**Exercise tasks**
1/ Answer these questions from the reader comments, one line each:
(a) In what city did the first hot air balloon flight described take place?
(b) Who lent the oxygen system for the world record flight over Denali?
(c) What novel has the last commenter been reading?
2/ List every person the reader comments name with both a first name and a last name.
3/ Summarize the reader comments in two sentences.

(Reading passage Opens)

Helps keep me going on the next chapter.
Semper fi,
Jim
I was reminded of MY first hot air balloon flight some 45 years ago. A windy day in Anchorage AK and just as thrilled as you. Mike Bauwens, soon to become my flight instructor and life long friend said that when we land, hold on because we were in for a “sleigh ride”. 6 months later I soloed and went on to fly there for a number of years, culminating in a world record flight over Denali with Frank Wright. You will appreciate that we had the oxygen system on loan from Maxi Anderson and Ben Abruzo. Alaska Balloon Adventures indeed.
Kris Anderson, in the books, is and was of course Maxi’s son and holds many world records to this day.
Fabulous man, then and now. Abruzzo was rough while Maxi was smooth and then there was the third outlier
guy named Larry Newman. I had met Maxi only briefly before his death and never Abruzzo before his death in a plane
crash. Newman was just kind of a cretin. Ballooning is a wonder of a pretty safe series of adventures and maybe the
best part is the peopel involved. It’s pretty safe, or not safe at all if you don’t keep the flank security out and properly prepare.
Thanks for sharing your own part in all of this, and much appreciated.
Semper fi,
Jim
Interesting, I have been reading “Angels of Attack” novel about Desert Storm and A6 Intruders operating in combat from carriers during Desert Storm! And wondering about the comfort I felt being back in a low level attack!
Was Nash an Air Force or Navy RIO? Air Force put pilot in back seat and it had a stick. Navy put pilot, “non flying objects” NFOs as RIOs and hence no stick in rear!

(Reading passage Closes)
(Source material Opens)

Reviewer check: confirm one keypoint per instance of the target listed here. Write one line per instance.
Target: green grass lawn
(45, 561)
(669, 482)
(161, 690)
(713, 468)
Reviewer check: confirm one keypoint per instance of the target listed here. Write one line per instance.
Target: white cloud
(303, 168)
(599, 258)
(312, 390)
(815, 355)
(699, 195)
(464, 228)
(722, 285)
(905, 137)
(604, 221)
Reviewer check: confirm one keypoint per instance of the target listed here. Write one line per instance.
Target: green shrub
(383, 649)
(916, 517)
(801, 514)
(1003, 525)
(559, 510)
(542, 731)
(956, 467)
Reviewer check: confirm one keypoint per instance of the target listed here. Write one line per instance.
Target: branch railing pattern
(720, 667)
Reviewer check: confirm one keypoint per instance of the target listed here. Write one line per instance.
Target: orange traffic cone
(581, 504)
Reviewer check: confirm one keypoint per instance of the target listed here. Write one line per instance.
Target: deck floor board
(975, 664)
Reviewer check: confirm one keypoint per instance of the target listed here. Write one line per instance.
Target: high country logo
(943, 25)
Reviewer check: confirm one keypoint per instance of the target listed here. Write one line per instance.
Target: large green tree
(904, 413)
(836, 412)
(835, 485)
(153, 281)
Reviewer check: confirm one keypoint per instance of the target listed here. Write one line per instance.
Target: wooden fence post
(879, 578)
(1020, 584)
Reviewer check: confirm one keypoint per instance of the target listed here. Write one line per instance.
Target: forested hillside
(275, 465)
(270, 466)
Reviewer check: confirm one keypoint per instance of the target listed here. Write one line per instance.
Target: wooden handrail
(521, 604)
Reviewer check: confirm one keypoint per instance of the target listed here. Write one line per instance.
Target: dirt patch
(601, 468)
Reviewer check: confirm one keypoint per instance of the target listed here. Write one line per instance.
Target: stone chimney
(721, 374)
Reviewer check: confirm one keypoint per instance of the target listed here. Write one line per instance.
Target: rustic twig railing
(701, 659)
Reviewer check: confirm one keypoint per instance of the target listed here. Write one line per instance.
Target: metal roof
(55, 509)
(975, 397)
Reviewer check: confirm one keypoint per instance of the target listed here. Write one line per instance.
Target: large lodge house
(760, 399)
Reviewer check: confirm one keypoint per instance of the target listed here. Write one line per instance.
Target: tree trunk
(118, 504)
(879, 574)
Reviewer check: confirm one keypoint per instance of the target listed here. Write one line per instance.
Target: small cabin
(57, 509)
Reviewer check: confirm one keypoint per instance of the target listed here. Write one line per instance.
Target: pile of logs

(Source material Closes)

**Responses by item number**
1/
(a) Anchorage, Alaska.
(b) Maxi Anderson and Ben Abruzo.
(c) "Angels of Attack."

2/
Mike Bauwens
Frank Wright
Maxi Anderson
Ben Abruzo
Kris Anderson
Larry Newman

3/ One commenter recalls a first hot air balloon flight in Anchorage about 45 years ago, a solo six months later, and a later world record flight over Denali with Frank Wright using an oxygen system lent by Maxi Anderson and Ben Abruzo. A reply calls the people involved maybe the best part of ballooning, and a later comment asks whether Nash was an Air Force or Navy RIO.